I went straight from the airport to Calle Guasabacoa in Luyanó where the ceremony was to take place. The dramatic throne was already up, and Asojano was waiting for me with seven jaces. Fifteen minutes after I arrived, we started the ebó by feeding the ancestors with a rooster, a hen, and a dove. We gave cocos, they said Eyeife, good to go.

Forty-five minutes later, as we prepared for the awán, I quietly asked Pedro Abreu—Asoyanye if I could take a picture of the baskets and the plates of food. “It’s not a good idea, because this is a tremendous awán.” Secrecy maintained.

Asonyanye and two of his godchildren ritually moved Asojano from the throne in the next room to the base of the basket. Down on all fours, they pushed the cazuela with their foreheads, singing

Aforo foro, Asojano aforo foro yawe, Owe mina mina we.

Then we all pressed our heads to the ground in front of Asojano. Asonyanye invoked the ancestors again along with all the Arará fodunces (as they call the deities). He prayed for a long time in Arará and then threw the cocos to determine if Asojano was ready to proceed. No. We could have predicted that, given the major obstacles to getting there. Asonyanye asked if something was missing. No. Asonyanye asked if I should get a reading with Ifá after the ceremony to guide me. Yes.

The awán was enormous, more than fifty plates, concentric circles of plates with different kinds of grains, cut-up fruits and vegetables, cooked meat, and pureed sweet potato and cooked cornmeal. I stood barefoot on a piece of sackcloth. After each person had cleaned themselves, two priests of Asojano—godsons of Asonyanye’s—cleaned me. Then they presented the plates to their heads, kissed them and tossed the remaining ingredients into the basket. Then they went to the innermost circle of plates, which were reserved for me. They took a steak and wiped me down with it. They took a pork chop and again wiped me down. They cleaned me with dried corn on the cob, a red onion, a cigar, and two eggs. They wiped me down with the pureed sweet potato and they cooked cornmeal. At this point I was filthy. Then came the ebó to the awán: They offered a goat, a speckled chicken, and a guinea hen. They cleaned me with those as well.
==============================
* Tasks to complete:
a – In the account of the Asojano ceremony, how many plates made up the awán?
b – Copy out the account of the Asojano ceremony word for word, everything from "I went straight" down to "good to go.".

* Entries provided:
==============================
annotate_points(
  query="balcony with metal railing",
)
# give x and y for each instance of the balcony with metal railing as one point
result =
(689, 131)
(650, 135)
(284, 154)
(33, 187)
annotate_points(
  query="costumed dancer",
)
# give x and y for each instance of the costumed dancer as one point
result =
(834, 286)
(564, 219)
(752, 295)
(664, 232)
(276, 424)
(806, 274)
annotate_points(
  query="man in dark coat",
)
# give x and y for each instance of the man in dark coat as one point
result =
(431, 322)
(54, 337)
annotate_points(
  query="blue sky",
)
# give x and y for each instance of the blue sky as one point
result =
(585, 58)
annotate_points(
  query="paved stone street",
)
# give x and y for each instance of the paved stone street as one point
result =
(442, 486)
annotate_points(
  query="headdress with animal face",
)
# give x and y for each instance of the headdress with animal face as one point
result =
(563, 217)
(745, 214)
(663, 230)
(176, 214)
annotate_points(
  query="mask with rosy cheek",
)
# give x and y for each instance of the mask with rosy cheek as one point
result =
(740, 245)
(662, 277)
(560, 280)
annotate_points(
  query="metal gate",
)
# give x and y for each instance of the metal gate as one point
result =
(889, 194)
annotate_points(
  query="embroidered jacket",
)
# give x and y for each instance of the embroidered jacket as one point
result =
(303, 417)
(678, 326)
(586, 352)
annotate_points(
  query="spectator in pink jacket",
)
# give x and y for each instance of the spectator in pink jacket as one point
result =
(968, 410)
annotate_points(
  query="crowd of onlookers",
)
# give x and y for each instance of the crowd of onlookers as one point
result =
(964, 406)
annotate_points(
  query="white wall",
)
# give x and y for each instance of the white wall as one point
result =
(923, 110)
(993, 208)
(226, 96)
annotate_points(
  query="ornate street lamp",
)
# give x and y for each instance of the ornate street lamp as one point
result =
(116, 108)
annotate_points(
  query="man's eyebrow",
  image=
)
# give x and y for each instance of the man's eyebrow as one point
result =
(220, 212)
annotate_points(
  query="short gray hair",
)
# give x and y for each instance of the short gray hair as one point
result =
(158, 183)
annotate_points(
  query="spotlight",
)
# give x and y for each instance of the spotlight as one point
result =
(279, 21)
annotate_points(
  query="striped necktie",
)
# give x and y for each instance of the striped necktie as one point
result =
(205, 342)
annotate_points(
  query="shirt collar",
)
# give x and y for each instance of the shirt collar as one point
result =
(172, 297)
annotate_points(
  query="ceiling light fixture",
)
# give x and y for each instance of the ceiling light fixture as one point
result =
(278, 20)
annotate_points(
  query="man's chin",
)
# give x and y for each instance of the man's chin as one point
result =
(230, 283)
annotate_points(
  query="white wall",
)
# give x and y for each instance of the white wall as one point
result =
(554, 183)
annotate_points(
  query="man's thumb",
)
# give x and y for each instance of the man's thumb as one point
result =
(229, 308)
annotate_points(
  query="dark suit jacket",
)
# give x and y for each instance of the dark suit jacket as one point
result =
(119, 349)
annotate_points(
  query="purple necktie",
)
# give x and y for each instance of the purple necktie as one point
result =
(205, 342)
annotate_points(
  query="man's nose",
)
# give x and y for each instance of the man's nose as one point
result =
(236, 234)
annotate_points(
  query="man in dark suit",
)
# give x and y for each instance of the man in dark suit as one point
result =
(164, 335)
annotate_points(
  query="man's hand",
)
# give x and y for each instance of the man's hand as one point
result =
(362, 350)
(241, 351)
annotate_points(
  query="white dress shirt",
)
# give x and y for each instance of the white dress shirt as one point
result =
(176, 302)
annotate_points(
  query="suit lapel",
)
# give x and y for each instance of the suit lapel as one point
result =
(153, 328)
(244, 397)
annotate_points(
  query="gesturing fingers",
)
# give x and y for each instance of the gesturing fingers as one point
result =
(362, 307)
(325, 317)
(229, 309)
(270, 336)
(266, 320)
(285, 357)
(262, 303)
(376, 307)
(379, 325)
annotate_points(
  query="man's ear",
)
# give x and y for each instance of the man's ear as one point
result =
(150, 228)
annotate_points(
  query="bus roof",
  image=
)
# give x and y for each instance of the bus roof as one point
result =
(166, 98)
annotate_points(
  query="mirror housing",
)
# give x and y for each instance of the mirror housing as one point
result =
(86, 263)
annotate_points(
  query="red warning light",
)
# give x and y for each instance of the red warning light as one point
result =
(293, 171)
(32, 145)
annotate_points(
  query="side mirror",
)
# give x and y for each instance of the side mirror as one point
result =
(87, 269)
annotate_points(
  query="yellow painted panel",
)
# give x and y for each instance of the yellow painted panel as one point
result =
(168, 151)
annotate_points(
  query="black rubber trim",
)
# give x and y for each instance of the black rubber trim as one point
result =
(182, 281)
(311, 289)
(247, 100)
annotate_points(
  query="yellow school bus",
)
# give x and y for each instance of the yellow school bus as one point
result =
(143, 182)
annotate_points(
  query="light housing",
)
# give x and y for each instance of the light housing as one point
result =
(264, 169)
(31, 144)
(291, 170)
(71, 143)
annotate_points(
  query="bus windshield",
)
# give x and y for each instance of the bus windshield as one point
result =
==============================
* Solutions:
a – More than fifty plates.

b –
I went straight from the airport to Calle Guasabacoa in Luyanó where the ceremony was to take place. The dramatic throne was already up, and Asojano was waiting for me with seven jaces. Fifteen minutes after I arrived, we started the ebó by feeding the ancestors with a rooster, a hen, and a dove. We gave cocos, they said Eyeife, good to go.